--- START OF Data provided ---

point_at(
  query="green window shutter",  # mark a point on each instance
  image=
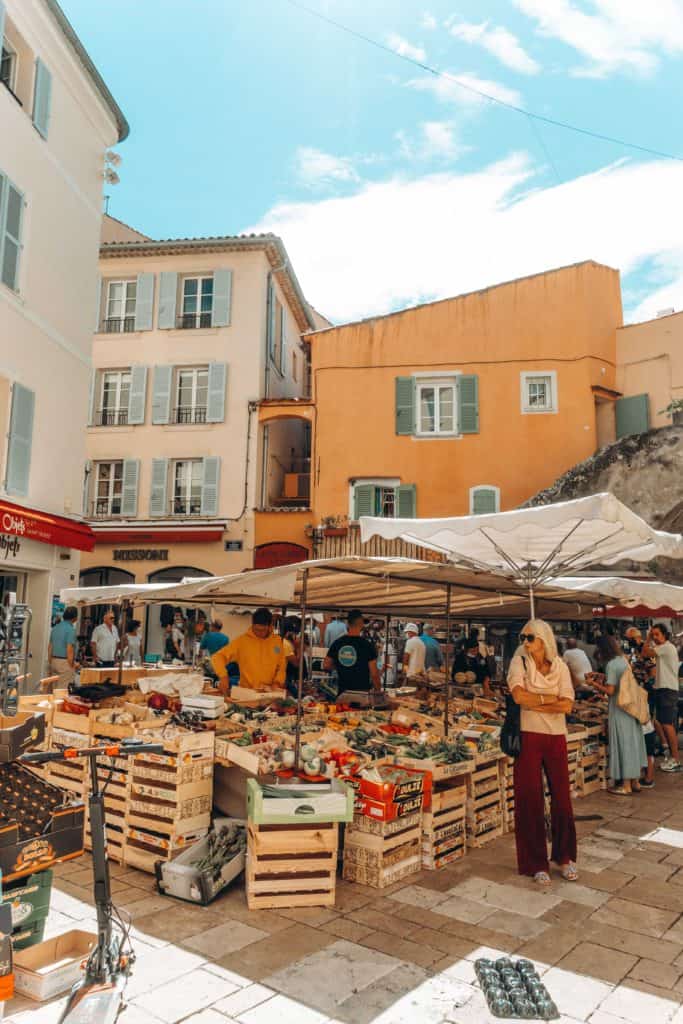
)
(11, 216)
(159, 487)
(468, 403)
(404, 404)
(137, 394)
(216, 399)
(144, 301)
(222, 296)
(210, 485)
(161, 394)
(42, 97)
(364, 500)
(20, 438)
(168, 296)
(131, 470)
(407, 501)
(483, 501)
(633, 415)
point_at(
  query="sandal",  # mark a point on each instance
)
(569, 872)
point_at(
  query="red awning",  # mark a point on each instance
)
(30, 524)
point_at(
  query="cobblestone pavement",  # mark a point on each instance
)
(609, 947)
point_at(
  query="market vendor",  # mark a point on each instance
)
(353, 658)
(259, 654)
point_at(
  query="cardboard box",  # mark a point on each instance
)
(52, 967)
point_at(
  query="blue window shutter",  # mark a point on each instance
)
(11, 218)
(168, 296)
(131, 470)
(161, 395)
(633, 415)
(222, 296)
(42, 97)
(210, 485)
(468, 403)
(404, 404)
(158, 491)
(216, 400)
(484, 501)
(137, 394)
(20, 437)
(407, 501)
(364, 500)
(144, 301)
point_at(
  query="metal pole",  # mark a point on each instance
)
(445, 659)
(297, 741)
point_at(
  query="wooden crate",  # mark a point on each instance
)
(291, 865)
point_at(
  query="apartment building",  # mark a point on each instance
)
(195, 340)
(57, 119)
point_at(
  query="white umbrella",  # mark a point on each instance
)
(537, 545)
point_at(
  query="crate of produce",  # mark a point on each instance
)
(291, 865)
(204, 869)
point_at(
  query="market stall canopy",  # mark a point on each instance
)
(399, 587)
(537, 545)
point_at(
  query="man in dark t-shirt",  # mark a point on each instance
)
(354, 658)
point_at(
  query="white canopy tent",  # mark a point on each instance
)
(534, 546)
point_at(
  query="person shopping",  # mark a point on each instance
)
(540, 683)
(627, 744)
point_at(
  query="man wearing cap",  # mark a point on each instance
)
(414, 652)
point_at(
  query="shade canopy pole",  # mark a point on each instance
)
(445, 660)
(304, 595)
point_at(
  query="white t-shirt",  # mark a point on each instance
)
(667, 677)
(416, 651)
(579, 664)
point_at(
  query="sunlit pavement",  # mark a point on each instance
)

--- END OF Data provided ---
--- START OF Data provided ---

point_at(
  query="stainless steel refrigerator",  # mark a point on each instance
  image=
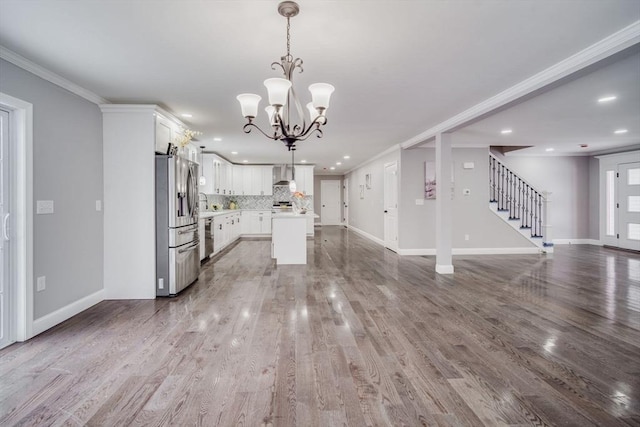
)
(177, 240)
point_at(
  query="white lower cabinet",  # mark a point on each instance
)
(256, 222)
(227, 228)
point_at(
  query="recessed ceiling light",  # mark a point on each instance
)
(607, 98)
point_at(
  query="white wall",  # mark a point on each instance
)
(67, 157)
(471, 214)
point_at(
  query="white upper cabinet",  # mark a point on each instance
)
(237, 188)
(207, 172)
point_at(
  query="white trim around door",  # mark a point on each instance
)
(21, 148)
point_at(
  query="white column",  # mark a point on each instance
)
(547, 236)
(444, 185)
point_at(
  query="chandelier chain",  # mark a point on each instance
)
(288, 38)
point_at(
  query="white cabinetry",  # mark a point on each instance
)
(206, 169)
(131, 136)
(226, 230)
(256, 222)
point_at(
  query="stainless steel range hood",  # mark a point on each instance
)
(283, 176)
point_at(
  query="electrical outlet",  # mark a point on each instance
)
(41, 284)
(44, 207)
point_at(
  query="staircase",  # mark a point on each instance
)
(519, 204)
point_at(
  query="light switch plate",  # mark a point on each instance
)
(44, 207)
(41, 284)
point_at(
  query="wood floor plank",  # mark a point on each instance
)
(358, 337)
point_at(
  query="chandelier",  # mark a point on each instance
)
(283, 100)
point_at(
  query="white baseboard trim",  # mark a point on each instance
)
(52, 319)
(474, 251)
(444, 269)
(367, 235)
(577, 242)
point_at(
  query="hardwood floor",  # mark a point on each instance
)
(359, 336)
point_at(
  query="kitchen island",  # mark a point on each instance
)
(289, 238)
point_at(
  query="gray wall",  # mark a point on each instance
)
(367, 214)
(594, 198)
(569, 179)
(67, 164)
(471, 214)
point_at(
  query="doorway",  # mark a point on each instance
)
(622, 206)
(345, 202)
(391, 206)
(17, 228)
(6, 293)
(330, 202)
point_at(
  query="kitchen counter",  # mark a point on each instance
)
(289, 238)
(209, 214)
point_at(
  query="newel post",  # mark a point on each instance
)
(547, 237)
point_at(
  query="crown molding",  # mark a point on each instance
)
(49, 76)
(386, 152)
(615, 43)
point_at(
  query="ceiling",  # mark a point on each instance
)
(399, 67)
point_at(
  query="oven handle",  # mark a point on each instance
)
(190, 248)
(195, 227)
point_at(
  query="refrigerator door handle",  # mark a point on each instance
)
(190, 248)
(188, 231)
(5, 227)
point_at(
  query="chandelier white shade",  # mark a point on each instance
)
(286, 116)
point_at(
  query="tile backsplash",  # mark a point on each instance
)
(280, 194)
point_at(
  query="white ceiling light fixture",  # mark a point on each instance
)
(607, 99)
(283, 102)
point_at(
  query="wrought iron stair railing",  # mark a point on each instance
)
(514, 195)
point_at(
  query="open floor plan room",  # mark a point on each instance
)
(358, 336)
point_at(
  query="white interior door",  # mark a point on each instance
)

--- END OF Data provided ---

To be done
How many lines in the records above contain the string "handle", with case counting? Give only the number.

Solution
2